Rajat Venkatesh

Posted on Jan 27, 2020 • Originally published at tokern.io

Secure Data Lake with AWS Lake Formation Tutorial

#aws #database #governance #security

AWS Lake Formation helps to build a secure data lake on data in AWS S3.
This blog will help you get started by describing the steps to setup a basic data lake with S3, Glue, Lake Formation
and Athena in AWS. The tutorial will use
New York City Taxi and Limousine Commission (TLC) Trip Record Data
as the data set.

Image by Jerry Hargrove

At the end of the tutorial, you will have a data lake setup with Lake Formation.

Prerequisites

Setup AWS Lake Formation using instructions in Getting Started Tutorial.
After the tutorial, the following users and roles are setup:
- Administrator is the Administrator IAM User
- NycWorkflowRole is the IAM Role for Workflows
- lakeadmin is the Data Lake Administrator
Upgrade to Lake Formation Permissions model as described the Upgrade Tutorial.
Setup AWS Athena

Import Taxi Data into Lake Formation

Allow NycWorkflowRole to read NYC Data

Goto IAM > Policies > Create Policy
Follow the wizard and create a policy with name S3NycBucketRead with the following definition:

    {
      "Version": "2012-10-17",
      "Statement": [
                {
                        "Sid": "VisualEditor0",
                        "Effect": "Allow",
                        "Action": [
                        "s3:GetObject",
                                "s3:ListBucket"
                        ],
                        "Resource": [
                                "arn:aws:s3:::nyc-tlc",
                                "arn:aws:s3:::nyc-tlc/*"
                        ]
                }
      ]
    }

Attach S3NycBucketRead policy to NycWorkFlowRole

Create a database and grant permissions

Head to AWS Lake Formation > Databases > Create Database
Fill the form with details below and click on Create Database
- Name: taxidata
Click on Databases in left navigation pane
Select taxidata.
Click on Actions > Grant
Fill up the form with following details and then click on Grant
- IAM Users and Roles: NycWorkflowRole
- Database Permissions: Create Table, Alter.

Create a Crawler to register the data in Glue data catalog

A Glue Crawler will read the files in nyc-tlc bucket and create tables in a database automatically.

Head to AWS Glue > Crawlers > Add Crawler
Fill in the following details in the wizard and click Finish at the end.

Field	Value
Crawler Name	TaxiCrawler
Tags	project: lake_formation_example
Crawler Source Type	Data Stores
Choose a data Store	S3
Crawl data in	Specified Path in another account
Include Path	s3://nyc-tlc/trip data/
Exclude Patterns	fhv_tripdata_2015* fhv_tripdata_2016* fhv_tripdata_2017* fhv_tripdata_2018* yellow* green*
Add Another Data Store	YES
Choose a data Store	S3
Crawl data in	Specified Path in another account
Include Path	s3://nyc-tlc/misc/
Exclude Patterns	foil shared* uber* .html .zip FOIL_*
Add another Data Store	No
IAM Role	Choose an Existing Role
IAM Role	NycWorkflowRole
Frequency	Run On Demand
Choose an existing database	TaxiData
Prefix added to tables	csv_

In the the crawlers list, select the TaxiCrawler and click the Run Crawler button. This should take less than a minute and it will crawl the CSV files you've not excluded in the taxi S3 bucket.

****************************************

▶ _What to produce_: Decide whether each statement agrees with the Lake Formation tutorial, answering yes or no and quoting the tutorial's deciding words: (a) The TaxiCrawler is configured to run on demand. (b) The S3NycBucketRead policy permits writing objects to the nyc-tlc bucket. (c) The database created in Lake Formation is named taxidata. The entries that come next are separate material, unrelated to the Lake Formation tutorial.

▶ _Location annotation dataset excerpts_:
****************************************

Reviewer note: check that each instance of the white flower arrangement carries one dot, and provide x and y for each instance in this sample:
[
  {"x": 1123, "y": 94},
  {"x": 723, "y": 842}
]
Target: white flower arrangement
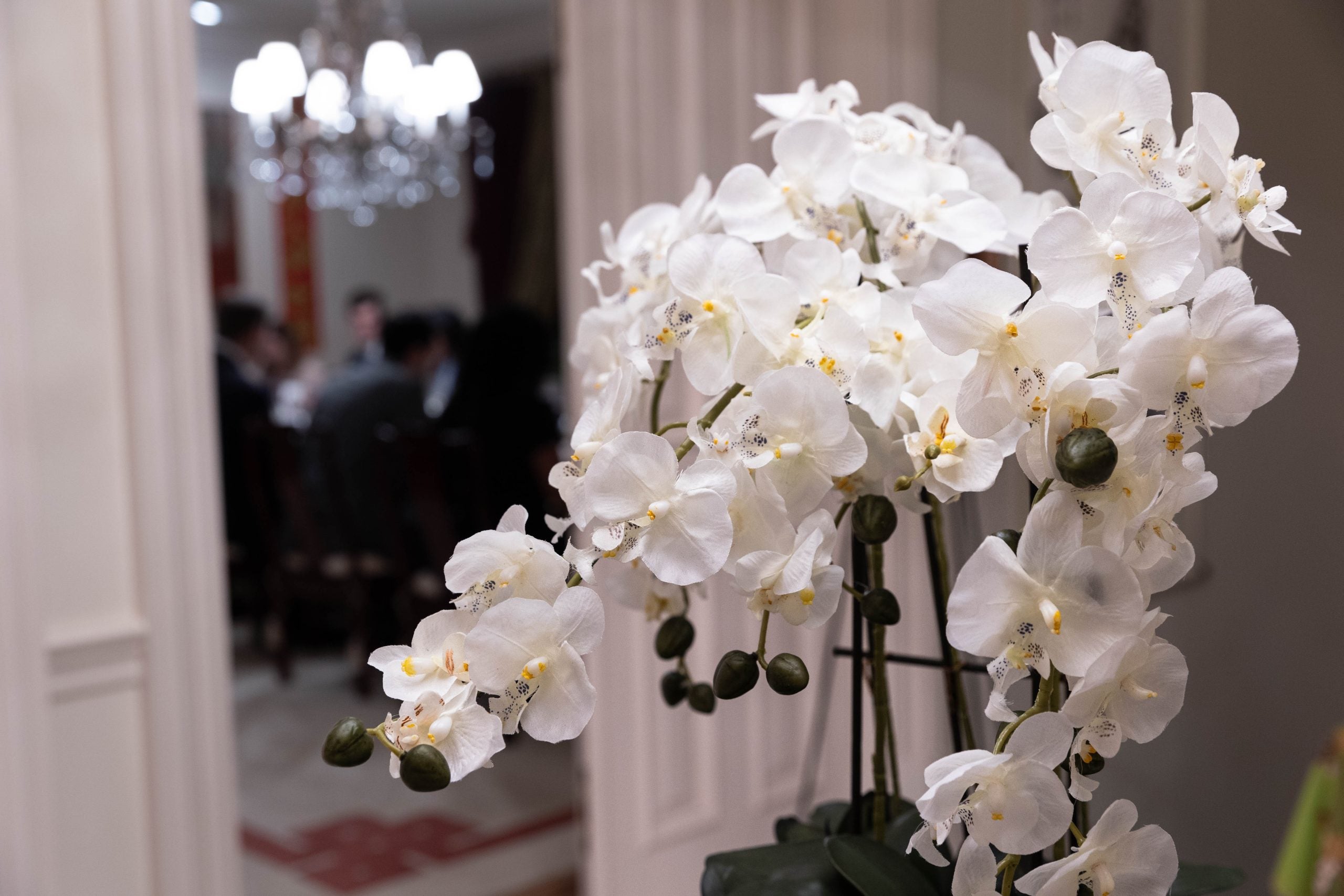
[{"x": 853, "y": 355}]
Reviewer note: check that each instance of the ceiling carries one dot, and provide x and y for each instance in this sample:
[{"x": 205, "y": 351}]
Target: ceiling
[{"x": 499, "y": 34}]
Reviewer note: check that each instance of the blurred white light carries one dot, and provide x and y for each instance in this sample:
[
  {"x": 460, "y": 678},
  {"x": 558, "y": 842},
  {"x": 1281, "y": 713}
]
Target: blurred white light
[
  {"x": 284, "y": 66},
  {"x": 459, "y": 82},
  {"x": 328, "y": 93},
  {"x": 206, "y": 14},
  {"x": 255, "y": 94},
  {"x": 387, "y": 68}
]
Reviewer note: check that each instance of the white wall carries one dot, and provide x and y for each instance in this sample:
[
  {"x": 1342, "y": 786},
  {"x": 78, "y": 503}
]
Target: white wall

****************************************

▶ _The result_:
(a) Yes: "Run On Demand"
(b) No: "s3:GetObject", "s3:ListBucket"
(c) Yes: "Name: taxidata"